1. The presentation of the key data on global imbalances is superb. Setser has followed this issue closely for years and knows the dark side of the data as well as the published numbers. He explains the situation clearly and gives us telling diagrams. For those of you who want a quick refresher on global capital flows, this is an excellent place to begin.
2. He does a superb job of puncturing the pollyannaish notion that America’s creditors would never allow a dollar crash. Here is an argument from the standpoint of elementary economic rationality:
...it is in China’s financial interest to stop buying dollars sooner rather than later. Buying dollars today allows China to avoid registering a fall in the value of its portfolio today, but it only adds to the size of China’s dollar portfolio and thus to China’s expected future loss. U.S. financial stability relies on China’s ongoing preference to take larger losses in the future rather than a smaller loss today.
And here is another from the standpoint of political economy:
...democratic change in countries with a large stock of U.S. assets could be a threat to U.S. financial stability. A more democratic Gulf region almost certainly would be far less willing to hold U.S. assets—whether because of concerns about the risk of financial losses, concerns about financing American foreign policy in the Middle East, or a desire to spend more at home. A more democratic China would face similar pressures.
3. On the other hand, he misses the connection between sovereign capital inflows (unbidden by market returns) and asset bubbles, a point I have pushed in the past. Caballero et al. pick up on this, although their model makes the bizarre assumption that flows on the capital account are driven by private investors.
4. On still another hand (Vishnu?), Setser underestimates the trigger potential of private capital. Specifically, he doesn’t consider the possibility that a further rise in default risk in US financial markets could initiate a burst of capital flight beyond the capacity or willingness of sovereign creditors to absorb.
5. When he gets to remedies, Setser rightly points to the crushing burden of oil imports, but he also falls back on the discredited notion that current account deficits are driven by net savings. He offers soothing words about how he only wants to reduce fiscal deficits over the business cycle and not in the downturn, but squeezing domestic demand is the only possible channel by which his medicine could work. (If you are thinking “but what about interest rates and the dollar?”, recall that a central motive behind sovereign dollar reserve accumulation is to manipulate its value, and if that isn’t enough, look at what happened during the 1990s.) The false diagnosis of a savings shortfall is the mother of bad macropolicy.

→ **Study questions**:
**A)** According to the review, what does Setser rightly point to when he turns to remedies?
**B)** Retype the review from "3. On the other" to "creditors to absorb.".

→ **Source information**:
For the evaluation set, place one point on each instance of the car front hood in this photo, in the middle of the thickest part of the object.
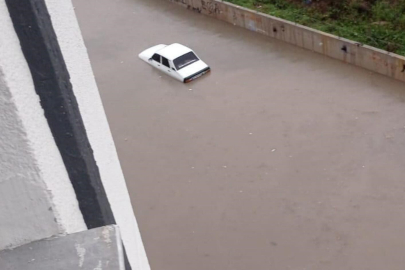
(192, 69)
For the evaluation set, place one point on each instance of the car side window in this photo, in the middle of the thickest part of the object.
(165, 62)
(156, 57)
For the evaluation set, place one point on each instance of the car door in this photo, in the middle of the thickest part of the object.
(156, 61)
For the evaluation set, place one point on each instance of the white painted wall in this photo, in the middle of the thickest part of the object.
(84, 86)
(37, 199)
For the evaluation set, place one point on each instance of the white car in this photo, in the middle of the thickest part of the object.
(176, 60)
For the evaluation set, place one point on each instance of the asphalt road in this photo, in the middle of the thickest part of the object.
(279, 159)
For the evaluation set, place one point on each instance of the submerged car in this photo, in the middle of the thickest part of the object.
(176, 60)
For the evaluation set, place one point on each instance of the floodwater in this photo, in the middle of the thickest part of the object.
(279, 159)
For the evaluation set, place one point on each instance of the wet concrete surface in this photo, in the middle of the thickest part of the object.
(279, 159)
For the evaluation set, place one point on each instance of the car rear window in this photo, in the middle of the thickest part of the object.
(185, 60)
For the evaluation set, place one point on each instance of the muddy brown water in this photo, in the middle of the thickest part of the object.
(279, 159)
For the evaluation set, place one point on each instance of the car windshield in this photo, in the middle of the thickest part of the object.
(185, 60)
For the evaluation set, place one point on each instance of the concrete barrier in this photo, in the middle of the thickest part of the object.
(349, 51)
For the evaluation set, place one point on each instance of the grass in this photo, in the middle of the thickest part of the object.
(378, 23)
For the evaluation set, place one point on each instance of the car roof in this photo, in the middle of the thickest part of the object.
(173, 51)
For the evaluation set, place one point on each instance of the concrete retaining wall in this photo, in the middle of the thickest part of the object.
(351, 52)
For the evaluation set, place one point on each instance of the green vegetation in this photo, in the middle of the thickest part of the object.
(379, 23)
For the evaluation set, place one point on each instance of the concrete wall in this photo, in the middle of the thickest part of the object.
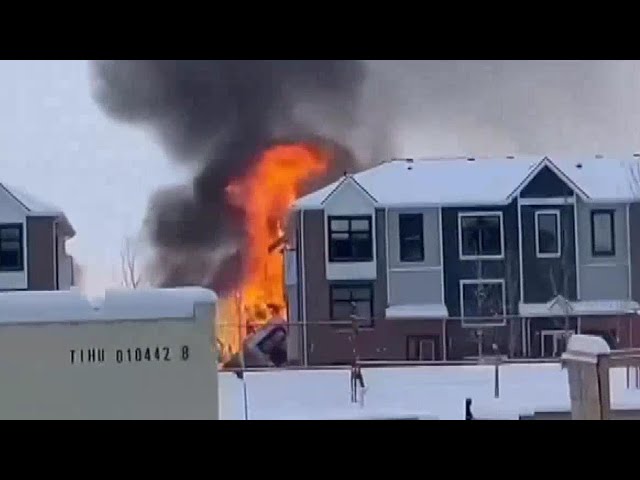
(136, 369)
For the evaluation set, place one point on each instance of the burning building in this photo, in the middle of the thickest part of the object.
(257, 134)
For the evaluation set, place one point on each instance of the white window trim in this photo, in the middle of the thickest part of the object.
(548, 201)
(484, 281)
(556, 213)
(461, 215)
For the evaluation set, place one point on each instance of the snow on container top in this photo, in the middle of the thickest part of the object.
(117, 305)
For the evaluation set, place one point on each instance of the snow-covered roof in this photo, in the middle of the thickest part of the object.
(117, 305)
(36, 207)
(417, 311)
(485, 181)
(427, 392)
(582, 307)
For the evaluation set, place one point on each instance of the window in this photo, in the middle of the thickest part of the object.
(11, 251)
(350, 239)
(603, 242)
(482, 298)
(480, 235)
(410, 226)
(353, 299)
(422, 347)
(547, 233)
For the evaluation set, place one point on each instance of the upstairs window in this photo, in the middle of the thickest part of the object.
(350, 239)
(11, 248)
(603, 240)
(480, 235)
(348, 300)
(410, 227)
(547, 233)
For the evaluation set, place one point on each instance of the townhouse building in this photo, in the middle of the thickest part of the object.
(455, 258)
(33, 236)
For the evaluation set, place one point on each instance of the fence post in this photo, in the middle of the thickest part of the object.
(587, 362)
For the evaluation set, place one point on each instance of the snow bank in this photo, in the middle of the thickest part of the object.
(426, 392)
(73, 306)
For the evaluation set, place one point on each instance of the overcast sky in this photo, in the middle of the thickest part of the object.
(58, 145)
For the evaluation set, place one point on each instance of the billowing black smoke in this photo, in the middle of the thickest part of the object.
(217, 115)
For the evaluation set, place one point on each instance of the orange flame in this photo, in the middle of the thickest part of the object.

* * *

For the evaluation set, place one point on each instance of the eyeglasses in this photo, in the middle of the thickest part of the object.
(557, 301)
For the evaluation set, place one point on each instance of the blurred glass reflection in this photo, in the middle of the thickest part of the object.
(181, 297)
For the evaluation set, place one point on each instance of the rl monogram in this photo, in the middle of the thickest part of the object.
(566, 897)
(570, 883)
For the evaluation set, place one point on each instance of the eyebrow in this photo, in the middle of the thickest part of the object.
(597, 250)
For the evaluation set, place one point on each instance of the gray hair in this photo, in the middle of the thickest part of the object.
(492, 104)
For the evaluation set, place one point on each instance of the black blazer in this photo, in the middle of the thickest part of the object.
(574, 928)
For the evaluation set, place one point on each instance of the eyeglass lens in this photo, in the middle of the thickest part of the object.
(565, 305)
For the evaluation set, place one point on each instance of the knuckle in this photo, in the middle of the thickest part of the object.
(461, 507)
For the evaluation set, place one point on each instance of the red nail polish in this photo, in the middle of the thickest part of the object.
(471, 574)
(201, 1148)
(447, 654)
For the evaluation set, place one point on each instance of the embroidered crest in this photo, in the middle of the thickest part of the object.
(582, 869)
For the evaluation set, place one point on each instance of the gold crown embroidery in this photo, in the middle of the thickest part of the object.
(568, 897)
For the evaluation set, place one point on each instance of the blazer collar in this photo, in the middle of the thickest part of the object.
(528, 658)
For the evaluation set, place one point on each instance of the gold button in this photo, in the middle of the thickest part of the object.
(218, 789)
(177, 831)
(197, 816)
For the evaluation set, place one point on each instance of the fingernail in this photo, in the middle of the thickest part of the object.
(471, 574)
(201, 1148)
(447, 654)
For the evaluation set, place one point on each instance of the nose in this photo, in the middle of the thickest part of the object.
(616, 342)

→ **Written answers**:
**A)** The crushing burden of oil imports.

**B)**
3. On the other hand, he misses the connection between sovereign capital inflows (unbidden by market returns) and asset bubbles, a point I have pushed in the past. Caballero et al. pick up on this, although their model makes the bizarre assumption that flows on the capital account are driven by private investors.
4. On still another hand (Vishnu?), Setser underestimates the trigger potential of private capital. Specifically, he doesn’t consider the possibility that a further rise in default risk in US financial markets could initiate a burst of capital flight beyond the capacity or willingness of sovereign creditors to absorb.